**PASSAGE PROVIDED**
-- Opening Marker --
Transcript of Tomorrow Will Be Heard (S2E3), the podcast that deciphers the new uses of audio in our daily lives
Voice research will profoundly change our relationship to objects. One example is Vocal’iz, a virtual vocal coach imagined by MGEN that helps you analyze and work on your voice, your vocal tone, your breath control and even your public speaking every day via your smart phone.
Mélusine Harlé, Director of Prevention at MGEN: “It’s an app that you can download to your phone. You only have to register and then you can instantly take a test to discover the quality and tone of your voice. Is your voice quiet? Are you a soprano, alto? Once you have taken the test, certain exercises are shared. Typically, if you have a tired voice, Vocal’iz will tell you: “Try some breathing exercises today”. If your voice is feeling really good one day, Vocal’iz might suggest singing exercises or something much more powerful that will allow you to have a lot more fun during the day.”
Initially designed for teachers, the application is open to everyone and is based on research carried out at Ircam and developed by Ircam Amplify
Méluse Harlé: “Vocal health is important for MGEN, which is why we developed this application with Ircam Amplify. We said to ourselves, “No one has taken on this subject in a way that is both playful and educational.” Naturally, we went to Ircam Amplify to see how they could help us, with Ircam’s research, to build a technological foundation that would allow us to realize our dream for this type of preventative care.”
-- Closing Marker --
**Collection entries**
-- Opening Marker --
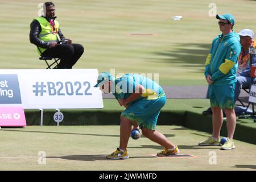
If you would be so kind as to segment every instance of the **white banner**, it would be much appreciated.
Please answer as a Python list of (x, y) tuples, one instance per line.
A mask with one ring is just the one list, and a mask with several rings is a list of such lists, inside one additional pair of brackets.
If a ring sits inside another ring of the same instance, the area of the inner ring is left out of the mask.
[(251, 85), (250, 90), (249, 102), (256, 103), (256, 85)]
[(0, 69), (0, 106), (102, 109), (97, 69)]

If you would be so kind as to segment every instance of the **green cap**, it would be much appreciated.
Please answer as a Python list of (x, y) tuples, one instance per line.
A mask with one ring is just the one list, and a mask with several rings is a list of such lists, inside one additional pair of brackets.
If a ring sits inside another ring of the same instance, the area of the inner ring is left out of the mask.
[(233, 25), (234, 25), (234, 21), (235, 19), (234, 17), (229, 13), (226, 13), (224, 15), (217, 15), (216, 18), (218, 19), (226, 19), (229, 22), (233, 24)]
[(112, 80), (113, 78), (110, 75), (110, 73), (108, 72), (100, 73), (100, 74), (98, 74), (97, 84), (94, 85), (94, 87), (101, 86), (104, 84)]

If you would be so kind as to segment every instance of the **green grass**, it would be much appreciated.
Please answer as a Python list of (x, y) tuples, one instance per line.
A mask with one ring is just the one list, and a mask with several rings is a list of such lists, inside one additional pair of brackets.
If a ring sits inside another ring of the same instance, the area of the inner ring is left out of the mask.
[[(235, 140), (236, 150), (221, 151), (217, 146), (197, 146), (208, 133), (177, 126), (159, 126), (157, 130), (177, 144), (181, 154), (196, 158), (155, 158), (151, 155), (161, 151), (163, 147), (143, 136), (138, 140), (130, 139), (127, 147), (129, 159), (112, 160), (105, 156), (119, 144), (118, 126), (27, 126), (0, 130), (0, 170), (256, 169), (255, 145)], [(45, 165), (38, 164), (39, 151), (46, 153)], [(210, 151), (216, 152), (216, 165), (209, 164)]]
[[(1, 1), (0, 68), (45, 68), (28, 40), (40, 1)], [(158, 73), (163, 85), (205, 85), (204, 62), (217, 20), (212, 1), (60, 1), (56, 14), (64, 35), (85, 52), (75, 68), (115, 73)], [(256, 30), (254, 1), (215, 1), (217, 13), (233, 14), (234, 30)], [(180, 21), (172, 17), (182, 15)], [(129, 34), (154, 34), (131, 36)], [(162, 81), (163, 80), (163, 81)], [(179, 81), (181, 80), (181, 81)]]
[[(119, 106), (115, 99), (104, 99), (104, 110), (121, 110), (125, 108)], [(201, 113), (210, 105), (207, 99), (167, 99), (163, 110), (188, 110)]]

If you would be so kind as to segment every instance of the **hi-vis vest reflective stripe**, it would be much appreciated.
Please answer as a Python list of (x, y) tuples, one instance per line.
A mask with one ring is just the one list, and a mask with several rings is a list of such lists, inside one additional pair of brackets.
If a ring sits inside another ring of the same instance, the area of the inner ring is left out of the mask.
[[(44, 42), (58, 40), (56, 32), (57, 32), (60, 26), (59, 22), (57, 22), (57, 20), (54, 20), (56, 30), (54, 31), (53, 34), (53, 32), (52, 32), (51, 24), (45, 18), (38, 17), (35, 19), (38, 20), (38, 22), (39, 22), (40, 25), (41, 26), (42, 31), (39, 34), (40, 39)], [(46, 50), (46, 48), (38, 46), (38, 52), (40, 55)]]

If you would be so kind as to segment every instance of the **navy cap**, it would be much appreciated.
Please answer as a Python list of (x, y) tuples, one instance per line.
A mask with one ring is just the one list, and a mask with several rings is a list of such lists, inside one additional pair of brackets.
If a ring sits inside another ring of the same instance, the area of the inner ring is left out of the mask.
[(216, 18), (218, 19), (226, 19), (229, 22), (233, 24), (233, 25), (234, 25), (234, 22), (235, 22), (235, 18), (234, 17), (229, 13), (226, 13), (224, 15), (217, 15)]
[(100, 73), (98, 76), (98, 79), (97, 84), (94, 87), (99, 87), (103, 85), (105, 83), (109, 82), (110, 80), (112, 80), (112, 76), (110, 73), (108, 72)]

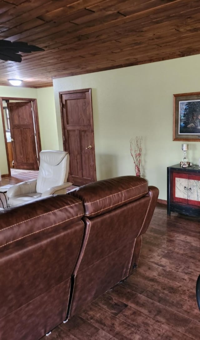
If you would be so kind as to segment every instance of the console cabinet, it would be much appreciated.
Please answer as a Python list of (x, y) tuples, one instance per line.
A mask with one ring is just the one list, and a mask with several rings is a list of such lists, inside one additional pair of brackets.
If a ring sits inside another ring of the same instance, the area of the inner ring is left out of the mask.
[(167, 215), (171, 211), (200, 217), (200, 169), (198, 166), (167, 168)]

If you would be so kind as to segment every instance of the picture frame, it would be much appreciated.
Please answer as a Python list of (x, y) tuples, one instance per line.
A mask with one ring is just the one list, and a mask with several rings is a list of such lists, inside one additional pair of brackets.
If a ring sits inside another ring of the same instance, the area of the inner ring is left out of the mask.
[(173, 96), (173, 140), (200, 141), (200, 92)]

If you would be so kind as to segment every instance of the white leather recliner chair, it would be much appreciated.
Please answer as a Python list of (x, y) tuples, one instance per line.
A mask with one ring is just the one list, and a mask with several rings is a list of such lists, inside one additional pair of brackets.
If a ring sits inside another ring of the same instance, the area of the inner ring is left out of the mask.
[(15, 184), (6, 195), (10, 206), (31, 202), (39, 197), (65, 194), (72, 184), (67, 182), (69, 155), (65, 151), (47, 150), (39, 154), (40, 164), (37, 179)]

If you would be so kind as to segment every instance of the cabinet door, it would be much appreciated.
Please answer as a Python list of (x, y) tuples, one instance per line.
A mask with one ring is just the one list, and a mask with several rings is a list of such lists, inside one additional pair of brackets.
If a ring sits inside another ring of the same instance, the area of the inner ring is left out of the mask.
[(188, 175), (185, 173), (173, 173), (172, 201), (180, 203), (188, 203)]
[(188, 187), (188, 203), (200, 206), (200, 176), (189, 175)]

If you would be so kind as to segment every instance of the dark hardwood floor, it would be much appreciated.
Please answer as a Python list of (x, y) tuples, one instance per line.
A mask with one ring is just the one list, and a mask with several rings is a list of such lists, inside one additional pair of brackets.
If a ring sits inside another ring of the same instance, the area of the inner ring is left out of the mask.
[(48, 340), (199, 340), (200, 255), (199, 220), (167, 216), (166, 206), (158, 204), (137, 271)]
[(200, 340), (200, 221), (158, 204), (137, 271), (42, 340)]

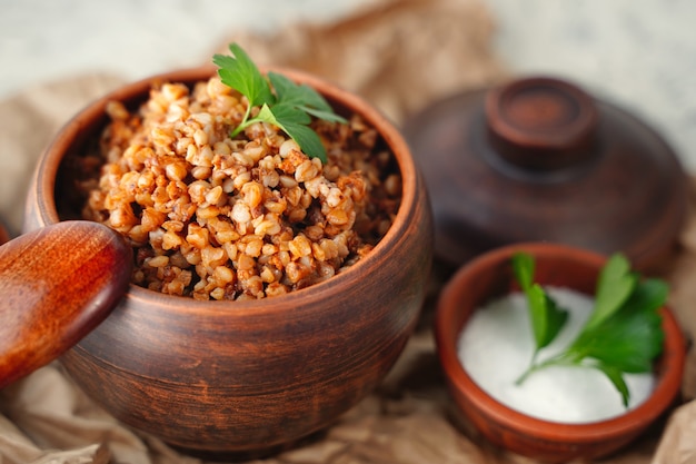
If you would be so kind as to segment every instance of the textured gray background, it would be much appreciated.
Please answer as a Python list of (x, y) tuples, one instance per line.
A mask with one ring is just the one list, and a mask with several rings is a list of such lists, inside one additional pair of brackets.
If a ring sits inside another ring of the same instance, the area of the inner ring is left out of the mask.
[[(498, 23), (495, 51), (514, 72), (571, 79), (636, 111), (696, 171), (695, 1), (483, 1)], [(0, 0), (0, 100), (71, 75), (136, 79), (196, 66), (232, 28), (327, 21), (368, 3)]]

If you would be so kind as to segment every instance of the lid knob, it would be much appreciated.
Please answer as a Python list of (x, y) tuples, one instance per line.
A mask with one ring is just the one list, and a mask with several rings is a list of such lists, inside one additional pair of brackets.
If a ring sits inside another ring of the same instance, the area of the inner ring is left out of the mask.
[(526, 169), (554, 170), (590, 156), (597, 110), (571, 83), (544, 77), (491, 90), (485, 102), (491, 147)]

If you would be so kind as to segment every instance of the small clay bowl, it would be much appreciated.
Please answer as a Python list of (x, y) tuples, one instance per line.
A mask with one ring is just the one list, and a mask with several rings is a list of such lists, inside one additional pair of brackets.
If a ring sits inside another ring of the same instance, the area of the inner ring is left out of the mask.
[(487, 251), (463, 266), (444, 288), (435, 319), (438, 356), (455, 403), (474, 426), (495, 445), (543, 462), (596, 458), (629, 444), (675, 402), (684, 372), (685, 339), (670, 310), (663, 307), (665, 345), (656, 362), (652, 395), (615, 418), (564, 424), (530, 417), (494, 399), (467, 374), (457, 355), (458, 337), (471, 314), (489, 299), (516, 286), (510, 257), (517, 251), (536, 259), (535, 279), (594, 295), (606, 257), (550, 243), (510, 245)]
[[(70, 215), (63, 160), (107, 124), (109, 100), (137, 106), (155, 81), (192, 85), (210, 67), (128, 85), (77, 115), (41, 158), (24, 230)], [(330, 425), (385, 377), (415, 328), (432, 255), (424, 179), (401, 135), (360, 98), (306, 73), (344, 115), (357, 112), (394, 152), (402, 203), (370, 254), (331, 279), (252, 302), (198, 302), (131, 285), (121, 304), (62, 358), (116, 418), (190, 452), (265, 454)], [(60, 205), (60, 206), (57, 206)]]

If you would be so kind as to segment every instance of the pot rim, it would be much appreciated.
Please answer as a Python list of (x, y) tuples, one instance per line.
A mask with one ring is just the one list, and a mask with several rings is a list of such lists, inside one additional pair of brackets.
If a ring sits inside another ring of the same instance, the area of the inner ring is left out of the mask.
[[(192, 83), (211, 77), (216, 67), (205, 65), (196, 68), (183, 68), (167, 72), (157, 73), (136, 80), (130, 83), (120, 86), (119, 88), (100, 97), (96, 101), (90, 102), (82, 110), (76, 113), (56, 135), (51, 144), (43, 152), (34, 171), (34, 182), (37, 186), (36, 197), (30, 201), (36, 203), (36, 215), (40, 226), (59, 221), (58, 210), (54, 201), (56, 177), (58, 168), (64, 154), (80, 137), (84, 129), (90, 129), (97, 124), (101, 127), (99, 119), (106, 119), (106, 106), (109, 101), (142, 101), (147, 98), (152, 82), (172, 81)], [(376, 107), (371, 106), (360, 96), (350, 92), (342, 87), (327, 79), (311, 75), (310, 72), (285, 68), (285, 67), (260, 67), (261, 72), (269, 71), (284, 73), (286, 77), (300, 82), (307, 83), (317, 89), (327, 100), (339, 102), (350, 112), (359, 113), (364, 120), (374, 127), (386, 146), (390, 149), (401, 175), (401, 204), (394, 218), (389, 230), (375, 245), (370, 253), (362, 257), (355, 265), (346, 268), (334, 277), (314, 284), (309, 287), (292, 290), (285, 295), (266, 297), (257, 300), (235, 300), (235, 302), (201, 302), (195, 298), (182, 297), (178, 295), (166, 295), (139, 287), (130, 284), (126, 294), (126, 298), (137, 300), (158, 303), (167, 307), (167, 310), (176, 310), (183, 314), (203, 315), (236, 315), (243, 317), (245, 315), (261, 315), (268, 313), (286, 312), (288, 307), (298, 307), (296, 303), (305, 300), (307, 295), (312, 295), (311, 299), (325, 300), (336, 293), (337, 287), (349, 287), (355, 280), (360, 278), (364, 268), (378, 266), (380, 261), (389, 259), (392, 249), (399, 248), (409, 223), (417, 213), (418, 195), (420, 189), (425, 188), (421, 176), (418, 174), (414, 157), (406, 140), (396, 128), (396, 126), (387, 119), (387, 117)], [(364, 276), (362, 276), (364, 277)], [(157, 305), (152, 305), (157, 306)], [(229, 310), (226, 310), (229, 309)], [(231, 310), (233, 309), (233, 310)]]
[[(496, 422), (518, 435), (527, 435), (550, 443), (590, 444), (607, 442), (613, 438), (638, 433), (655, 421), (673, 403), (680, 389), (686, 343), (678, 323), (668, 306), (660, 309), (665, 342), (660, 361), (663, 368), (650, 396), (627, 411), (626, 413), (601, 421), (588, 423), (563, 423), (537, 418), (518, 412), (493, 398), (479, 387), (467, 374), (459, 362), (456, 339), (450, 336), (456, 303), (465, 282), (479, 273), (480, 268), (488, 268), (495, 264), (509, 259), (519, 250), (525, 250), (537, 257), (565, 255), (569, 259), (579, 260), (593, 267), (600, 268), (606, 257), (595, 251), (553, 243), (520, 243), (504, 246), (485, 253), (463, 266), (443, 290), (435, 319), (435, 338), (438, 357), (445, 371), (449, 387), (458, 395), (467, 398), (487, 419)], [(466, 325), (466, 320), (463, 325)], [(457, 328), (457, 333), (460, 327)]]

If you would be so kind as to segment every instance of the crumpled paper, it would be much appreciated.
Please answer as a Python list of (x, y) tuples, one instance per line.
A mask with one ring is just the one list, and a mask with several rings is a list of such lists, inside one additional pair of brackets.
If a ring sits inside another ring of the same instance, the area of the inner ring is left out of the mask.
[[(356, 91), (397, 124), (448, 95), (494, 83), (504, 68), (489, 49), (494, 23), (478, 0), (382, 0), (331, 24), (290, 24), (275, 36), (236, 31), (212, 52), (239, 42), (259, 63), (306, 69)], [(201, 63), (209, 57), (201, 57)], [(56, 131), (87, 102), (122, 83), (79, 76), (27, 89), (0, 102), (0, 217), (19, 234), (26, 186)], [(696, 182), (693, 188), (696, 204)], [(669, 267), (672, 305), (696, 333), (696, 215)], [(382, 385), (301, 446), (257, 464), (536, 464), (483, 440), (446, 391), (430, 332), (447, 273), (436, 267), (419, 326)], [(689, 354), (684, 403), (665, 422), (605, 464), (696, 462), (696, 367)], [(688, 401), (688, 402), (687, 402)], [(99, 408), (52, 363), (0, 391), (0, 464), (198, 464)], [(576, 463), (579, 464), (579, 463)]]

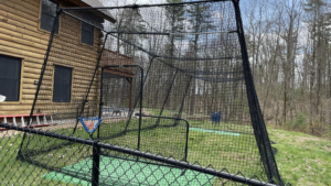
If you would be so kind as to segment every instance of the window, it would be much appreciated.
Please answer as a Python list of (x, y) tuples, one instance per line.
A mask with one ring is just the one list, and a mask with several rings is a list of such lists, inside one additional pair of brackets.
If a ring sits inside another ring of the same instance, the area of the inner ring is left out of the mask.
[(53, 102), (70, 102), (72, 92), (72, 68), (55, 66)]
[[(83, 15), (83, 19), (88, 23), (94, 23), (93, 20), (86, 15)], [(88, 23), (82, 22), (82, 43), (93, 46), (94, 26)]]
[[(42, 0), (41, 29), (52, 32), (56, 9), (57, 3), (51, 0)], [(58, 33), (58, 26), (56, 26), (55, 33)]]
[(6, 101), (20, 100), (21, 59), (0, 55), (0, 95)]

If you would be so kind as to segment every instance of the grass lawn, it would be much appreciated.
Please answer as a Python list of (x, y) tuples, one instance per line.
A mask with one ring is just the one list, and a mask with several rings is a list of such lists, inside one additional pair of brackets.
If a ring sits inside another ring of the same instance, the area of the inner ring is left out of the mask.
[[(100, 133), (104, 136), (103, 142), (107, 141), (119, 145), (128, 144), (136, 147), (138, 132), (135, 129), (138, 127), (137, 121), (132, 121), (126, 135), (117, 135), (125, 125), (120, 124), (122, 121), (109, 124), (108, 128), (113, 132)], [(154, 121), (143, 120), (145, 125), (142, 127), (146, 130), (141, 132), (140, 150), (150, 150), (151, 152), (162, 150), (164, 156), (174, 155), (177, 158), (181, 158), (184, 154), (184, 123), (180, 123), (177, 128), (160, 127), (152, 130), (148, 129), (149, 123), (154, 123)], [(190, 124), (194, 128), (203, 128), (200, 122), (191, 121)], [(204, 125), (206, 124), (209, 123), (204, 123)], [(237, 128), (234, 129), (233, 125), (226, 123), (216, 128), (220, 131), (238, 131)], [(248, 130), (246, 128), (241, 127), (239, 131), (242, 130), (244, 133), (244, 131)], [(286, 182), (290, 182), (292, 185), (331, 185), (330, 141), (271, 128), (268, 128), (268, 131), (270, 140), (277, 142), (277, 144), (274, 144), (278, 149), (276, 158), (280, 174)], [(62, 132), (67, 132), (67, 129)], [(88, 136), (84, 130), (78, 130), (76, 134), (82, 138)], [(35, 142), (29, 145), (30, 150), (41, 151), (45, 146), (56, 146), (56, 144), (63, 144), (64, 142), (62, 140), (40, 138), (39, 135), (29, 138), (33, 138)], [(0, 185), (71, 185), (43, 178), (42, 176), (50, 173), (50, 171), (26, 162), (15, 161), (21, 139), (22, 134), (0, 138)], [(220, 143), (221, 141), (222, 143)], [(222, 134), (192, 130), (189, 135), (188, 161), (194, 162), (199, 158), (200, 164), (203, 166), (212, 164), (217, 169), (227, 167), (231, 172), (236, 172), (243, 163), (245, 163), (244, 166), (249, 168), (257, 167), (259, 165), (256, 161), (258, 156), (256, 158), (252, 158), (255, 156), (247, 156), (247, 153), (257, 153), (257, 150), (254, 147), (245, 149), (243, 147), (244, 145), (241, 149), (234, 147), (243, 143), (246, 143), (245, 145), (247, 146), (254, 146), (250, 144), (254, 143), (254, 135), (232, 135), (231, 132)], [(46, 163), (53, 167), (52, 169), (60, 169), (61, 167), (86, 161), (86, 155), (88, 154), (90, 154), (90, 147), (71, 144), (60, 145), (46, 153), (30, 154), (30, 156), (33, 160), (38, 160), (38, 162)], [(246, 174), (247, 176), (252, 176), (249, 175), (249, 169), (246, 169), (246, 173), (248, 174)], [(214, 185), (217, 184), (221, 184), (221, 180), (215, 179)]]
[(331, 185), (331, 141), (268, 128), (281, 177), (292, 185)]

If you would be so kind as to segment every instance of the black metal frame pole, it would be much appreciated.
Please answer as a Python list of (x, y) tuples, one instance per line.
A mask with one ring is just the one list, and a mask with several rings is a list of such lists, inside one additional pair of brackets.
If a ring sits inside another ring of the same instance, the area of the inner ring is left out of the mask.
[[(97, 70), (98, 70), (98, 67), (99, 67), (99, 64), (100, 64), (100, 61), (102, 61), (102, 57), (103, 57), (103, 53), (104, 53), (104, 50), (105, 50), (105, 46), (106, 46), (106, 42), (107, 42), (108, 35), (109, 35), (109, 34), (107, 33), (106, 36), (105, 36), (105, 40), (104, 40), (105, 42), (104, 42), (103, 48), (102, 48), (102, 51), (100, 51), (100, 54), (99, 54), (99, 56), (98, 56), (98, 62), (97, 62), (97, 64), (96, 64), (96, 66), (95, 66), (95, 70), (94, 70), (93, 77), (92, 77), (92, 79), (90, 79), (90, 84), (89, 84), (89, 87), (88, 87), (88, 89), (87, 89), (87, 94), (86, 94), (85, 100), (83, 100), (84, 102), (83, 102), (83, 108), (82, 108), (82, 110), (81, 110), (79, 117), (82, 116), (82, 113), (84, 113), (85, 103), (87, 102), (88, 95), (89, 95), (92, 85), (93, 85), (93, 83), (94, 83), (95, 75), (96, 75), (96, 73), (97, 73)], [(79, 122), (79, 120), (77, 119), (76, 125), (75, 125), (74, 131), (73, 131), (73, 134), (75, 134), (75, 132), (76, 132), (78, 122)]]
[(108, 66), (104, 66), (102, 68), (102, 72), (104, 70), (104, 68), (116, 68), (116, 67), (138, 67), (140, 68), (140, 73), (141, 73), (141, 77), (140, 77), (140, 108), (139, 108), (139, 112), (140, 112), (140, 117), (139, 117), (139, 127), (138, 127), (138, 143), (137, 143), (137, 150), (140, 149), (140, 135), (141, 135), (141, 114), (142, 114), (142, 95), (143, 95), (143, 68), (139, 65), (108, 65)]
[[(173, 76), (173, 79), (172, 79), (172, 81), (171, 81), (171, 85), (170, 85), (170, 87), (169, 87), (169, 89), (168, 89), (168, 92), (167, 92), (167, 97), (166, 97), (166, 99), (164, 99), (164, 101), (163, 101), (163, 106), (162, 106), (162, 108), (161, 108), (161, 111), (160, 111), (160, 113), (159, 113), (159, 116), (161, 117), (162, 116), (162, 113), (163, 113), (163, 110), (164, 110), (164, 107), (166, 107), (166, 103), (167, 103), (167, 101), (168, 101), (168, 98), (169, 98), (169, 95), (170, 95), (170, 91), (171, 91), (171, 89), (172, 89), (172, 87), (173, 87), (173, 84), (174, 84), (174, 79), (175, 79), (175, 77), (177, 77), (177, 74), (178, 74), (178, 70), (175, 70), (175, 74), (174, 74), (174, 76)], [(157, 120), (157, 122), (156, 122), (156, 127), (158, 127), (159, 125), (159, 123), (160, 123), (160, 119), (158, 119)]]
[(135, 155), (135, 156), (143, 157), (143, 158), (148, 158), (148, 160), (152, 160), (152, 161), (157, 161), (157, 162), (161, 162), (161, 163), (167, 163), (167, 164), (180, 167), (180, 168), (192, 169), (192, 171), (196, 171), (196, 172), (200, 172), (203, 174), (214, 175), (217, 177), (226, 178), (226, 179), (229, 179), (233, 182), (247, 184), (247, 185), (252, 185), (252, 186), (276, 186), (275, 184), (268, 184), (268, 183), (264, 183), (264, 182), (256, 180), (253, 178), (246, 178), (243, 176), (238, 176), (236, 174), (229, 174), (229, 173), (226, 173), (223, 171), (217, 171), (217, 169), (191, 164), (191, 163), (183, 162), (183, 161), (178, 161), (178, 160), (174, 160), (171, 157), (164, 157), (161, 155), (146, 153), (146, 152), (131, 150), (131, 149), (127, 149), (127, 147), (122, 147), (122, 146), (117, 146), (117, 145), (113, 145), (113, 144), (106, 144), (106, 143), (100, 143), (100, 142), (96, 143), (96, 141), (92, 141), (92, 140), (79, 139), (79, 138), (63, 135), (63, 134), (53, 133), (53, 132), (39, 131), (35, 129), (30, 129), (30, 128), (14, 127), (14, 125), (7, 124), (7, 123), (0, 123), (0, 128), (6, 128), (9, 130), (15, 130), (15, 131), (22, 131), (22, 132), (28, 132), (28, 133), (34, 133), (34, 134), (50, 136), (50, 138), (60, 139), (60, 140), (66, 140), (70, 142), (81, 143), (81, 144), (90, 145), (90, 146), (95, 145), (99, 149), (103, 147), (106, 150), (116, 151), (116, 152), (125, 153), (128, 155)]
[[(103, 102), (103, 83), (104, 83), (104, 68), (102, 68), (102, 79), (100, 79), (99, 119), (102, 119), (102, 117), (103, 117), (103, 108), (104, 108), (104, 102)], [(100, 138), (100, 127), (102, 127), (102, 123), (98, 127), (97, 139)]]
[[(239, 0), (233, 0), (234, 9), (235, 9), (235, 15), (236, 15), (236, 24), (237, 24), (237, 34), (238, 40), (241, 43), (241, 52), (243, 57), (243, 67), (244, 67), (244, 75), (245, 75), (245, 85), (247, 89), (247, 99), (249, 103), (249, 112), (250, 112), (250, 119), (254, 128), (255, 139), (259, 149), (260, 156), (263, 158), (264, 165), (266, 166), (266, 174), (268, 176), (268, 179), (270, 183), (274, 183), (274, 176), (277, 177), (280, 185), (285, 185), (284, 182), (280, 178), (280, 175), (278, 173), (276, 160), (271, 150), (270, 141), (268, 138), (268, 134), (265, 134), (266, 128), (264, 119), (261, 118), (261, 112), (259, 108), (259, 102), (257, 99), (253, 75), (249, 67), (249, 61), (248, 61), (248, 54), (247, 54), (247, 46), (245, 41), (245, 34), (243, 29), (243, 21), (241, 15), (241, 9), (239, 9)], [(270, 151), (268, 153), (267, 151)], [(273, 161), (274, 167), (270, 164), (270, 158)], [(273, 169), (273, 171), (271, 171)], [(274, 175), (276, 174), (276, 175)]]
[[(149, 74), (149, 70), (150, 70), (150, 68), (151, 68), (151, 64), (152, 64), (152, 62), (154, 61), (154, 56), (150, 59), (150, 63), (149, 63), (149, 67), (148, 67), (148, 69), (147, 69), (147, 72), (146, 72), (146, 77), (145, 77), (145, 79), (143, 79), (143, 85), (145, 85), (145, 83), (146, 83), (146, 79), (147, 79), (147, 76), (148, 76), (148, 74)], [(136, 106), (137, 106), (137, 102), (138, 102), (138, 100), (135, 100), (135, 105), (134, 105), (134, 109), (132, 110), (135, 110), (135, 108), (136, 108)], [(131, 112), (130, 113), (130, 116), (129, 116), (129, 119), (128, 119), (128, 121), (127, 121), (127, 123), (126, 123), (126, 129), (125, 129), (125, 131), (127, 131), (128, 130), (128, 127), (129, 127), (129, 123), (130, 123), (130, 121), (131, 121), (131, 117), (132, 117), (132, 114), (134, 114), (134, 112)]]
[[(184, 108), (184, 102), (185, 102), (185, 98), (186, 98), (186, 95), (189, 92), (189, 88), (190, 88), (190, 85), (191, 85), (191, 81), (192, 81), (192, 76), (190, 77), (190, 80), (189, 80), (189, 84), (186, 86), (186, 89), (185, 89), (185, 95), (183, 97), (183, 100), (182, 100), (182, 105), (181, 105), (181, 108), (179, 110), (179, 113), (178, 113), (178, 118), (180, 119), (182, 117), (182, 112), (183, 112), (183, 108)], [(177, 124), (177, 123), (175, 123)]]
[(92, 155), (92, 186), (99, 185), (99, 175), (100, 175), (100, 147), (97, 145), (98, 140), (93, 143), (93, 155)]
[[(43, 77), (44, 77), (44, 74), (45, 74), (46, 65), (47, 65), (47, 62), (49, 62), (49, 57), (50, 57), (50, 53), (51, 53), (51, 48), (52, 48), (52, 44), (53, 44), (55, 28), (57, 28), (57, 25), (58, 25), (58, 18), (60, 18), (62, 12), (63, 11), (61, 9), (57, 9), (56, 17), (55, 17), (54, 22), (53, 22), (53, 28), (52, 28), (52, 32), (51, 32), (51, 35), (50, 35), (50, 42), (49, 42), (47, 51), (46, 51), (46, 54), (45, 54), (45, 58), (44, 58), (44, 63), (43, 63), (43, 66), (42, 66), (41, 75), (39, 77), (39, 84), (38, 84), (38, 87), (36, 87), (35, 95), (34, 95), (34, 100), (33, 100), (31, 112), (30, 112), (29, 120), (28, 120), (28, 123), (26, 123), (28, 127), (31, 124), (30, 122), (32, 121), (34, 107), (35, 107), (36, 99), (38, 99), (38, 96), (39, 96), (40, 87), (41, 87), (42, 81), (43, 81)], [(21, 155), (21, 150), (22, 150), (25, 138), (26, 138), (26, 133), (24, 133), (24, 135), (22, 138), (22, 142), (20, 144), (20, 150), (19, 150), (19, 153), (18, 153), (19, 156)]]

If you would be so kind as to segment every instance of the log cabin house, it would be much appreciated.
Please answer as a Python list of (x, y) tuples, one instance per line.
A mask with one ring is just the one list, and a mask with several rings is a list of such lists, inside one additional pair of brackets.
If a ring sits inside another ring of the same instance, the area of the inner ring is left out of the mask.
-- Closing Marker --
**TASK REQUIREMENTS**
Reproduce the entire podcast transcript about the Vocal'iz app word for word. These items have no connection to the podcast transcript.

**RESULT FOR THIS EXERCISE**
Transcript of Tomorrow Will Be Heard (S2E3), the podcast that deciphers the new uses of audio in our daily lives
Voice research will profoundly change our relationship to objects. One example is Vocal’iz, a virtual vocal coach imagined by MGEN that helps you analyze and work on your voice, your vocal tone, your breath control and even your public speaking every day via your smart phone.
Mélusine Harlé, Director of Prevention at MGEN: “It’s an app that you can download to your phone. You only have to register and then you can instantly take a test to discover the quality and tone of your voice. Is your voice quiet? Are you a soprano, alto? Once you have taken the test, certain exercises are shared. Typically, if you have a tired voice, Vocal’iz will tell you: “Try some breathing exercises today”. If your voice is feeling really good one day, Vocal’iz might suggest singing exercises or something much more powerful that will allow you to have a lot more fun during the day.”
Initially designed for teachers, the application is open to everyone and is based on research carried out at Ircam and developed by Ircam Amplify
Méluse Harlé: “Vocal health is important for MGEN, which is why we developed this application with Ircam Amplify. We said to ourselves, “No one has taken on this subject in a way that is both playful and educational.” Naturally, we went to Ircam Amplify to see how they could help us, with Ircam’s research, to build a technological foundation that would allow us to realize our dream for this type of preventative care.”